— BEGIN RECORDS FOR THIS TASK —

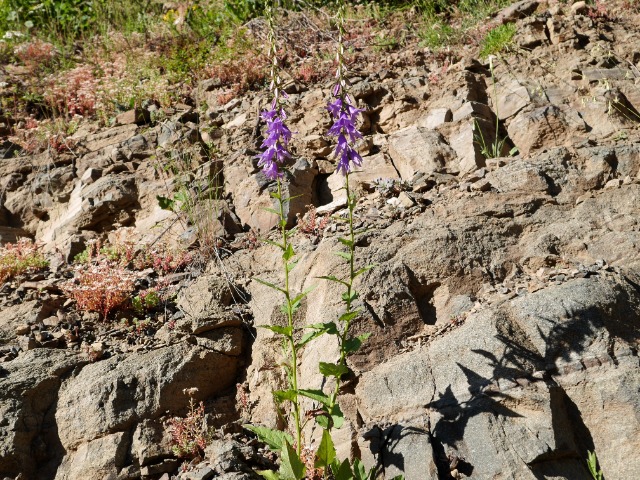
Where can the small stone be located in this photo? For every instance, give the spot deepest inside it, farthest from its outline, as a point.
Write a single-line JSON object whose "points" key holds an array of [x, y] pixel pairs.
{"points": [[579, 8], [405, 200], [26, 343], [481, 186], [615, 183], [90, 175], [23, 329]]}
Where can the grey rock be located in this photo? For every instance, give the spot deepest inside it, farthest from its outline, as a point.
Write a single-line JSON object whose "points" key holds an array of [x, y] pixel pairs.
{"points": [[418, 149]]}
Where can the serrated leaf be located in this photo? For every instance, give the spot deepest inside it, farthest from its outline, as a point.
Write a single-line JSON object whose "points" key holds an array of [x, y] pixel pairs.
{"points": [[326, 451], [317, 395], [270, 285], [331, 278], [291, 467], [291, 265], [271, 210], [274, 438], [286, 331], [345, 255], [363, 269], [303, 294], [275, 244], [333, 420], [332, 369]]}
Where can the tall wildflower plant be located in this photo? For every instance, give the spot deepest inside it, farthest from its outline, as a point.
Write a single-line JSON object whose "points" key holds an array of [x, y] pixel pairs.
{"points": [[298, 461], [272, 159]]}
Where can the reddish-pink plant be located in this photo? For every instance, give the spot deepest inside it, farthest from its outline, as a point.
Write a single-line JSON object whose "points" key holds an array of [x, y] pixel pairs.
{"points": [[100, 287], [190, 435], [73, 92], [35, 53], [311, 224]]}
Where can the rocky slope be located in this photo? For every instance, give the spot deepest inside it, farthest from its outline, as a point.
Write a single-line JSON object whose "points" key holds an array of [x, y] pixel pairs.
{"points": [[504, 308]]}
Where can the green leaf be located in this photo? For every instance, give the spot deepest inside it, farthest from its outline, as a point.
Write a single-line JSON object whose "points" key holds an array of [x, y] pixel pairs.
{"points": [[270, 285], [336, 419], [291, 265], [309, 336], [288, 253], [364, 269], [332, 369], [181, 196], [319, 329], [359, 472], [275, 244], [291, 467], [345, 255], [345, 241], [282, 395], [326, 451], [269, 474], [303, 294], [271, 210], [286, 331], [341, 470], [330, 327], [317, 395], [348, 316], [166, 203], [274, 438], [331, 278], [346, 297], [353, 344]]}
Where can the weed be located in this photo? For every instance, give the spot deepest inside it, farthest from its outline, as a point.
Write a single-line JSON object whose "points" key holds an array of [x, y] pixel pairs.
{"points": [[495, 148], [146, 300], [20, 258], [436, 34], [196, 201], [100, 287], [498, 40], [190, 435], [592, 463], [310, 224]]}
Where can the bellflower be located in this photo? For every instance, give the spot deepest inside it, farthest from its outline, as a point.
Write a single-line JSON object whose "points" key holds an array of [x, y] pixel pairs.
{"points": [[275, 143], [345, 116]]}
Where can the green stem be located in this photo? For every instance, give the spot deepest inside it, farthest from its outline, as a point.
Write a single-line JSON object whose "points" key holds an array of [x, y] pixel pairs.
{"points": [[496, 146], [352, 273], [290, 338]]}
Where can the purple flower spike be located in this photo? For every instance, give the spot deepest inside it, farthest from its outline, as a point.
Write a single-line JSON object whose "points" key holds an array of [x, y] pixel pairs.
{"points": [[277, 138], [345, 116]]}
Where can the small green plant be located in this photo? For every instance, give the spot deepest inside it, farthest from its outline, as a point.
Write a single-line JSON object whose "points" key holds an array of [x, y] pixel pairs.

— END RECORDS FOR THIS TASK —

→ GOAL OF THE EXERCISE:
Quote the data above in full, leaving out the pictures it holds.

→ TASK RESULT:
Where can the small stone be located in this photo? For every instance, give the spot deepest inside it, farthest from its outline, as a point.
Write a single-line JSON object whose "points" key holds an array of [x, y] pixel pairs.
{"points": [[579, 8], [405, 200], [26, 343], [481, 186], [615, 183], [90, 175], [23, 329]]}
Where can the grey rock be located in this photo? For every instance, give the spot deepest inside it, farthest from its outline, as a point.
Write a single-line JSON object whose "points" key holds an array of [x, y] pixel pairs.
{"points": [[418, 149]]}
Where can the serrated leaf be located in this photo? For every instance, give the spot deepest inside it, farthest from its outline, as a point.
Write a single-line JSON object whose "points" key holds an array of [x, y] pixel pairs.
{"points": [[326, 451], [317, 395], [270, 285], [331, 278], [291, 467], [291, 265], [271, 210], [274, 438], [286, 331], [345, 255], [363, 269], [303, 294], [275, 244], [333, 420], [332, 369]]}
Where can the tall wildflower plant be located in this photo? For every instance, give the spot deepest inside it, farthest from its outline, as a point.
Write a single-line JSON object whose "points" key holds an array of [x, y] pixel pairs.
{"points": [[298, 461], [272, 159]]}
Where can the reddish-pink plant be located in this photo? For every instance, give the spot deepest inside it, farthest from its outline, as a point.
Write a single-line JSON object whose "points" key holds an array of [x, y] pixel pairs.
{"points": [[100, 287], [190, 435], [73, 92], [35, 53], [311, 224]]}
Where can the rocky slope be located in this photo? For every instance, give the spot deepest inside it, farthest from its outline, as a point.
Write a single-line JSON object whose "points" key holds an array of [x, y] pixel pairs.
{"points": [[504, 308]]}
Where can the green leaf be located in this photo? For every instance, give the spot deepest inside it, farthest from its outline, as a point.
Write a single-line JSON object whose "points" key holds an array of [x, y] pixel pairs.
{"points": [[270, 285], [336, 419], [291, 265], [309, 336], [288, 253], [364, 269], [332, 369], [181, 196], [319, 329], [359, 472], [275, 244], [291, 467], [345, 255], [345, 241], [282, 395], [326, 451], [269, 474], [303, 294], [271, 210], [286, 331], [341, 470], [330, 327], [317, 395], [348, 316], [166, 203], [274, 438], [331, 278], [346, 297], [353, 344]]}
Where can the weed be located in this photo? For every instance, give the spot deepest inside it, farthest from its outline, as a point.
Write a single-line JSON object whose "points" key holds an array of [x, y] pixel pairs.
{"points": [[495, 148], [146, 300], [20, 258], [436, 34], [196, 201], [100, 287], [498, 40], [190, 435], [592, 463], [310, 224]]}
Where can the bellflower be located in this photo? For every instance, give the spot deepest inside it, farthest from its outline, as a point.
Write a single-line JSON object whose "points" key holds an array of [x, y] pixel pairs.
{"points": [[275, 143], [345, 116]]}
Where can the green stem be located in this photo? For every instance, give the spot deepest inside it, farthest from its outline, as a point.
Write a single-line JSON object whose "points" key holds an array of [x, y] pixel pairs.
{"points": [[496, 146], [352, 273], [290, 338]]}
Where can the purple flower spike be located in this photo? For every instance, give the spot deepest inside it, farthest from its outline, as a point.
Write a single-line JSON object whose "points" key holds an array of [x, y] pixel pairs.
{"points": [[277, 138], [345, 116]]}
Where can the small green plant be located in this photo? For every instance, give the spot deepest inside it, farthest from its outline, as a point.
Write a single-line JSON object whose "points" key holds an array of [x, y] pixel pairs.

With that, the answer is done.